Quote the case background word for word, starting with "Factual and Procedural" and going on through "the following facts.".

— Begin Excerpt provided —

Factual and Procedural Background
On 10 July 2017, Richardson filed a petition for a contested case hearing. Richardson alleged that his employer “was pre-disposed to discipline [him] for alleged conduct that was not a violation of policy or law[,]” and that the SBI's decision to impose a 10-day suspension and to deny Richardson the ability to work in Durham County violated state and federal law and was arbitrary and capricious. In his prehearing statement, Richardson specified the following facts.
Richardson was employed by the Alcohol Law Enforcement (ALE) branch of the SBI. On 5 January 2017, Richardson and three other ALE agents were at a convenience store in Durham when they discovered a woman asleep in a vehicle with the engine running and the headlights on. Richardson approached, engaged the woman in conversation, and determined that she was impaired on a narcotic. The woman was asked to step out of the vehicle during which a law enforcement agent observed drug paraphernalia (measuring scales and a straw) on her seat and in the floorboard. The agents did not arrest the woman but seized the paraphernalia and failed to log the evidence. Roughly twenty minutes later, the woman entered the convenience store and called police, alleging that Richardson had raped her. Dual investigations into the allegations surrounding the 5 January 2017 contact were launched by the SBI and the Durham Police Department. Ultimately, surveillance footage showed the claim to be false.

— End Excerpt provided —
— Begin Data lines —

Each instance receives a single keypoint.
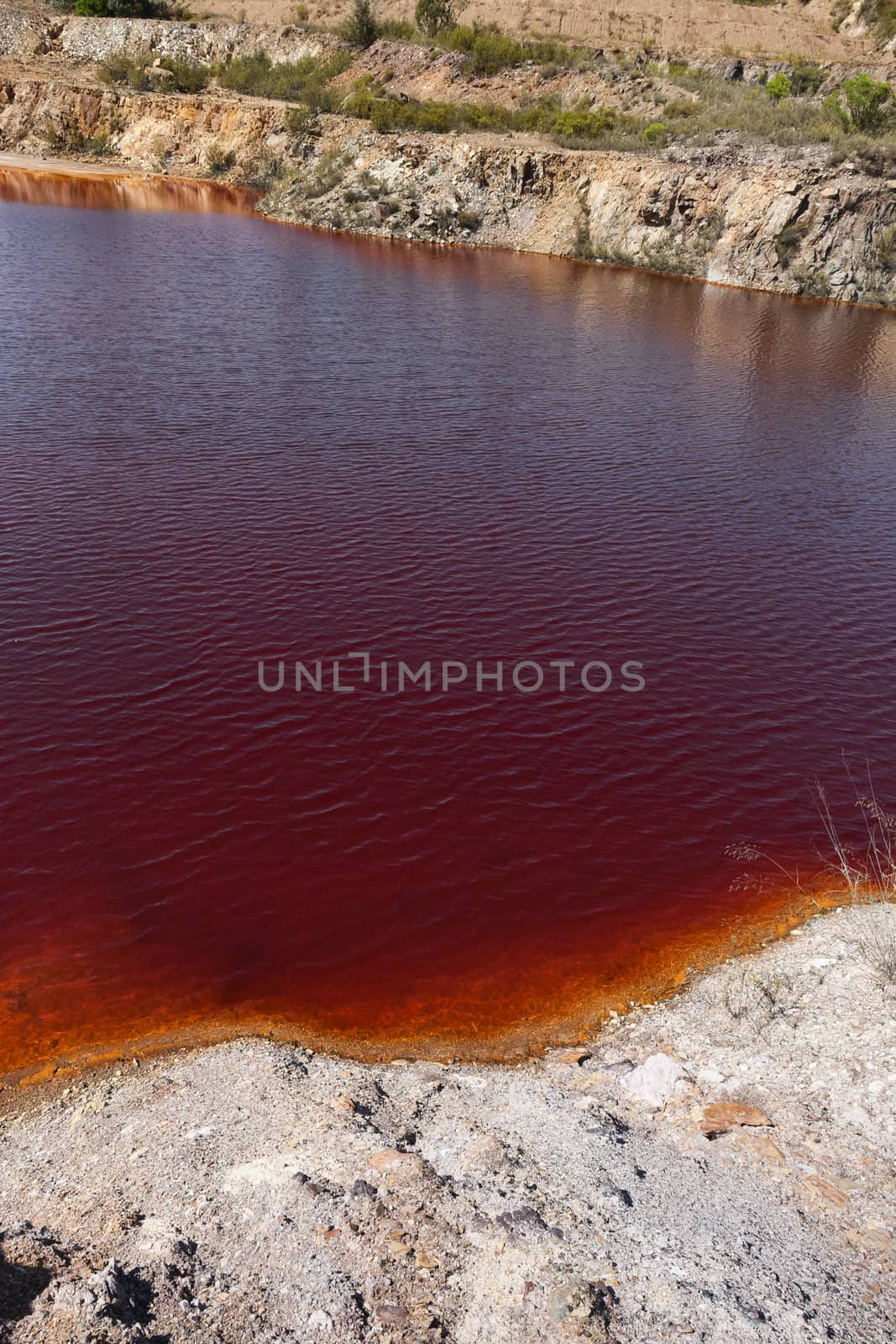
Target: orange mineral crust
(228, 444)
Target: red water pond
(228, 441)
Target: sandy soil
(716, 1168)
(696, 27)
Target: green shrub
(806, 80)
(186, 76)
(778, 87)
(121, 69)
(867, 101)
(219, 159)
(584, 125)
(304, 81)
(432, 17)
(298, 120)
(362, 29)
(123, 8)
(398, 29)
(656, 134)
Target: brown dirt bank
(563, 1005)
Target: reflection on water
(123, 192)
(228, 440)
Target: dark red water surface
(226, 440)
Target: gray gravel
(258, 1193)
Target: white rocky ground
(716, 1168)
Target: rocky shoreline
(718, 1167)
(761, 217)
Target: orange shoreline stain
(559, 1016)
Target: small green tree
(432, 17)
(778, 87)
(867, 104)
(867, 98)
(362, 30)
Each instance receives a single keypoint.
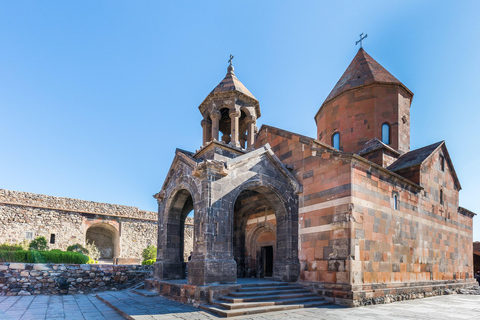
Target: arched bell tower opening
(230, 113)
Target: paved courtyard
(134, 306)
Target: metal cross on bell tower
(361, 40)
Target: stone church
(352, 213)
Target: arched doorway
(105, 238)
(255, 233)
(171, 254)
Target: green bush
(39, 244)
(93, 251)
(10, 247)
(148, 262)
(150, 252)
(91, 261)
(33, 256)
(77, 248)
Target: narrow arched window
(336, 140)
(386, 133)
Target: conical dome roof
(363, 70)
(231, 83)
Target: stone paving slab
(44, 307)
(138, 307)
(436, 308)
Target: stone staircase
(264, 297)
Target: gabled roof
(420, 156)
(375, 144)
(231, 83)
(414, 157)
(363, 70)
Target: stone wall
(26, 215)
(39, 278)
(354, 246)
(74, 205)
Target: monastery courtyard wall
(119, 231)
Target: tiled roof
(375, 144)
(414, 157)
(231, 83)
(362, 70)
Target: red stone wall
(358, 116)
(324, 203)
(354, 246)
(421, 241)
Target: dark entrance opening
(267, 260)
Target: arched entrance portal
(255, 233)
(105, 238)
(171, 254)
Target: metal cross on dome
(361, 40)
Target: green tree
(150, 252)
(39, 244)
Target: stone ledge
(368, 294)
(50, 278)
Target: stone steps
(264, 297)
(277, 292)
(268, 288)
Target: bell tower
(230, 113)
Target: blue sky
(96, 95)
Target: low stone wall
(74, 205)
(180, 290)
(49, 278)
(381, 293)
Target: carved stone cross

— End Data lines —

-- Answer to this exercise --
Factual and Procedural Background
On 10 July 2017, Richardson filed a petition for a contested case hearing. Richardson alleged that his employer “was pre-disposed to discipline [him] for alleged conduct that was not a violation of policy or law[,]” and that the SBI's decision to impose a 10-day suspension and to deny Richardson the ability to work in Durham County violated state and federal law and was arbitrary and capricious. In his prehearing statement, Richardson specified the following facts.